Smart Start Presents on Building Relationships through Literacy

Everything Happens in the Context of Relationships!

At PBS North Carolina’s 2023 Impact Early Childhood Education Summit, Daphne Alsiyao, NCPC’s Family Support Manager, and Christina Peterson, Child and Family Health Manager, presented on the importance of relationships and how children’s books can support positive relationships with children and adults.

“Young children experience their world as an environment of relationships, and these relationships affect virtually all aspects of their development ”
– National Scientific Council on the Developing Child”

Their session, Everything Happens in the Context of Relationships, highlighted how using children’s literature and storytelling can enhance relationship-building skills for both children and adults. Session participants were also able to receive a list of culturally responsive and developmentally appropriate books that will help build empathy, emotional awareness, and social competency when used in practice.

Relationships are the Building Blocks to Life-long Learning

Relationships are important in creating a nurturing and supportive environment where children can thrive, learn, and develop to their full potential.

Work to be completed:
Continue the article on building relationships through literacy, starting after its last sentence.

Given entries:
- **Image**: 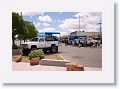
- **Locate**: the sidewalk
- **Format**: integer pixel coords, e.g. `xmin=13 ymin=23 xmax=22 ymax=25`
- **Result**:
xmin=12 ymin=62 xmax=102 ymax=71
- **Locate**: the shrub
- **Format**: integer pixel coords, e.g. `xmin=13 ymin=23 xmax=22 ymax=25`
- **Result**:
xmin=12 ymin=45 xmax=22 ymax=49
xmin=28 ymin=50 xmax=45 ymax=59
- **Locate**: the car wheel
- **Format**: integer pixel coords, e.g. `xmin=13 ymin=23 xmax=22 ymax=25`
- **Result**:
xmin=51 ymin=46 xmax=58 ymax=53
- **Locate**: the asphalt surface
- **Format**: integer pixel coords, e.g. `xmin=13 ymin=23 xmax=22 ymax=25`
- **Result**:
xmin=58 ymin=44 xmax=102 ymax=68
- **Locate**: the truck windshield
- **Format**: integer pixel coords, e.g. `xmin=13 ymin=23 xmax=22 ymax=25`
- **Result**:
xmin=31 ymin=38 xmax=38 ymax=41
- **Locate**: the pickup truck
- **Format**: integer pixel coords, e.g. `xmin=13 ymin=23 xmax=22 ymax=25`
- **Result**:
xmin=22 ymin=32 xmax=59 ymax=55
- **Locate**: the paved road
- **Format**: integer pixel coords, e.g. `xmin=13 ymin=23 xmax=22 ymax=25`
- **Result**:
xmin=59 ymin=45 xmax=102 ymax=68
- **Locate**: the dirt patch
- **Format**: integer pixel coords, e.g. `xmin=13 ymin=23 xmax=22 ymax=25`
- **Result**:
xmin=12 ymin=55 xmax=64 ymax=63
xmin=72 ymin=56 xmax=83 ymax=59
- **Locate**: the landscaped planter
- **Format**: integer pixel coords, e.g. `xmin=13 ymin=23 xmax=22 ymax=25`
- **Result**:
xmin=12 ymin=49 xmax=22 ymax=55
xmin=40 ymin=55 xmax=69 ymax=67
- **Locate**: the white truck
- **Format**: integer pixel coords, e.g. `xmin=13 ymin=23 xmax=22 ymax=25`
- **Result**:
xmin=22 ymin=32 xmax=60 ymax=55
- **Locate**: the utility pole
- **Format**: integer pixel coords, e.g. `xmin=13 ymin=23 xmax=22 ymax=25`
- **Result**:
xmin=99 ymin=20 xmax=102 ymax=43
xmin=78 ymin=15 xmax=80 ymax=32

Response to this exercise:
  • Positive interactions that work to build relationships include but are not limited to:
  • Using a warm, engaging, and comforting voice,
  • Following the child’s lead,
  • Being responsive to a child,
  • Stating a child’s name,
  • Responding to child’s vocalizations, and
  • Using good positioning so the child can see the caregivers’ face or play object

father reading with daughterStrong, positive relationships can foster a sense of belonging, promoting positive self-image and social emotional development. Research also shows that positive relationships can lead to greater social competence, fewer behavior problems, and enhanced thinking and reasoning skills. These relationships can also increase and enhance individualized learning in child care and early learning settings, language and communication skills, collaboration with families, and positive behavior guidance.

Furthermore, building relationships through literacy goes beyond the classroom. Literacy can support relationships between family members, between a health care provider and their patient, and home visitors and those they serve.

Improving Relationships through Literacy

Literacy plays an important role in building relationships with children birth-through-five. Research shows that encouraging literacy skills can promote social-emotional development and minimize behavioral challenges. Reading enhances language skills which, in turn, can aid children in describing their feelings.

Some ways in which we can utilize literacy to build relationships include:

  • Allowing children to select the books they are interested in,
  • Using books to teach empathy and emotions,
  • Creating a comfortable space for reading,
  • Promoting connection through reading. This can be done through partner reading, encouraging interactions when reading aloud, and showing an interest in a book a child is reading.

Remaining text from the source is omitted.